--- Work required ---
Rewrite the entries below with each "instance" swapped for "occurrence", keeping everything else identical.

--- Supplied information ---
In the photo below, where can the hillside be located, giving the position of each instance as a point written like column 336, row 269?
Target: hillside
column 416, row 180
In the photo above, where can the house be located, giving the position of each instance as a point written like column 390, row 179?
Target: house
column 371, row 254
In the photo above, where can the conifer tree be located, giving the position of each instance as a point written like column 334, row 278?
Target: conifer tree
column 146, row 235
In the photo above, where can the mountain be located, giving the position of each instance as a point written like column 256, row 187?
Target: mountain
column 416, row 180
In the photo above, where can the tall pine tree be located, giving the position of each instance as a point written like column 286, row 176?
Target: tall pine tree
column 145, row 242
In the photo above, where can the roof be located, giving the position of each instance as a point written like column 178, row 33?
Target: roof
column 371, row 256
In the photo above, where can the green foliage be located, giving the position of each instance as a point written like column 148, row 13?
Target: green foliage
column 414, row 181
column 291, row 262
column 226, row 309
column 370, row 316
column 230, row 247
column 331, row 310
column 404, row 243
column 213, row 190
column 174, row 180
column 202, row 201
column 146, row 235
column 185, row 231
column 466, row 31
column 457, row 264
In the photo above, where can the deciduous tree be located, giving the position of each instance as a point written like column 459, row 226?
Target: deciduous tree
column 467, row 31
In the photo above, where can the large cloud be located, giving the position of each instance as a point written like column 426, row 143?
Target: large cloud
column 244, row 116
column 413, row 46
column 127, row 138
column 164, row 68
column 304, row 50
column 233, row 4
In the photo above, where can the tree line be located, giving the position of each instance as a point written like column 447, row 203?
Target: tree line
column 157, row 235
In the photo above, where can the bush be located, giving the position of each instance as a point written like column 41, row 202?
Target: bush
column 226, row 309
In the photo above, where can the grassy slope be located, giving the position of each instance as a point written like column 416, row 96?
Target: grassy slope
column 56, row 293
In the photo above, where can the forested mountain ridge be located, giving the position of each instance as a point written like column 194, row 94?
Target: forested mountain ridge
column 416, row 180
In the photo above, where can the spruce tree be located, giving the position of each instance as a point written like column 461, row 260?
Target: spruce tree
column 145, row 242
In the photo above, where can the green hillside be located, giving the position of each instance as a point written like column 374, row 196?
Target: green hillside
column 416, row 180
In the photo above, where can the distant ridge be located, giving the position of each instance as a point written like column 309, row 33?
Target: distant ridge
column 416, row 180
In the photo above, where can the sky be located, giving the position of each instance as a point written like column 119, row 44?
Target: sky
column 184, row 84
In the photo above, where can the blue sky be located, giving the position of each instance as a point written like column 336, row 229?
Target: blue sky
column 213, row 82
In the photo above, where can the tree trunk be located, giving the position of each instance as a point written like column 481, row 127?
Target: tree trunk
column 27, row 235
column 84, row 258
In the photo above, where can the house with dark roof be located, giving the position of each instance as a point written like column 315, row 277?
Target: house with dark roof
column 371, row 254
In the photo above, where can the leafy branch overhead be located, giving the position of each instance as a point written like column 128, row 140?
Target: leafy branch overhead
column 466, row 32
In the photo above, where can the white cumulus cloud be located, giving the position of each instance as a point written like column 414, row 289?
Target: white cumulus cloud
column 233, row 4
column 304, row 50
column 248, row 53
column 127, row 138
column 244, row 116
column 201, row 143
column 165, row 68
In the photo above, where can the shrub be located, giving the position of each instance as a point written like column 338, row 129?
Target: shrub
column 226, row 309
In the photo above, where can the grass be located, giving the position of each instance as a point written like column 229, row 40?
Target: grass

--- Expected answer ---
In the photo below, where can the hillside be located, giving the position of each occurrence as a point written like column 336, row 269?
Target: hillside
column 416, row 180
In the photo above, where can the house be located, giving the position of each occurrence as a point written like column 390, row 179?
Target: house
column 371, row 254
In the photo above, where can the conifer tree be located, giving the position of each occurrence as a point written like column 334, row 278?
Target: conifer tree
column 146, row 235
In the photo above, where can the mountain be located, giving the position of each occurrence as a point written like column 256, row 187?
Target: mountain
column 416, row 180
In the photo above, where can the tall pine tree be located, giving the position of each occurrence as a point written like column 286, row 176?
Target: tall pine tree
column 145, row 242
In the photo above, where can the roof be located, giving the position of each occurrence as a point written like column 178, row 33?
Target: roof
column 371, row 256
In the photo above, where can the green foliage be located, giving the position of each occurrence as a point written like column 148, row 13?
Target: green foliage
column 414, row 181
column 291, row 262
column 226, row 309
column 370, row 316
column 230, row 247
column 331, row 310
column 404, row 243
column 213, row 190
column 174, row 180
column 202, row 201
column 146, row 235
column 185, row 231
column 466, row 31
column 457, row 264
In the photo above, where can the deciduous tree be located, giving the position of each occurrence as a point written like column 459, row 226?
Target: deciduous tree
column 467, row 31
In the photo above, where can the large cloud be located, giving the position of each occurrence as a point written like column 426, row 143?
Target: large cloud
column 244, row 116
column 413, row 46
column 127, row 138
column 164, row 68
column 304, row 50
column 233, row 4
In the photo above, where can the tree line be located, giving the position of each occurrence as a point written like column 447, row 203?
Target: tree line
column 157, row 235
In the photo above, where can the bush be located, giving the position of each occurrence as a point written like column 41, row 202?
Target: bush
column 226, row 309
In the photo above, where can the grassy slope be located, giving the position of each occurrence as a point written like column 416, row 96?
Target: grassy slope
column 56, row 293
In the photo above, where can the forested mountain ridge be located, giving the position of each occurrence as a point written like column 194, row 94?
Target: forested mountain ridge
column 416, row 180
In the photo above, where can the spruce tree be located, giving the position of each occurrence as a point written like column 461, row 260?
Target: spruce tree
column 145, row 242
In the photo above, where can the green hillside be located, giving the position of each occurrence as a point written like column 374, row 196?
Target: green hillside
column 416, row 180
In the photo above, where can the distant ridge be located, giving the position of each occurrence as a point written like column 309, row 33?
Target: distant ridge
column 416, row 180
In the photo above, where can the sky be located, giving the position of each occurrence as a point written like column 119, row 44?
Target: sky
column 184, row 84
In the photo above, where can the blue sky be located, giving the position of each occurrence as a point written like column 336, row 229?
Target: blue sky
column 213, row 82
In the photo above, where can the tree trunk be located, giving the position of each occurrence as a point written like column 481, row 127?
Target: tree trunk
column 27, row 235
column 84, row 258
In the photo above, where can the house with dark roof be located, giving the position of each occurrence as a point written like column 315, row 277?
Target: house with dark roof
column 371, row 254
In the photo above, where can the leafy branch overhead be located, giving the position of each occurrence as a point written like column 128, row 140?
Target: leafy branch overhead
column 466, row 32
In the photo above, where can the white cumulus cloud be located, giving the position of each occurrence as a point written like column 414, row 289?
Target: white cumulus cloud
column 233, row 4
column 304, row 50
column 248, row 53
column 127, row 138
column 244, row 116
column 201, row 143
column 165, row 68
In the photo above, where can the shrub be located, giving the position of each occurrence as a point written like column 338, row 129?
Target: shrub
column 226, row 309
In the photo above, where can the grass be located, giving the position of each occurrence as a point written like column 229, row 40?
Target: grass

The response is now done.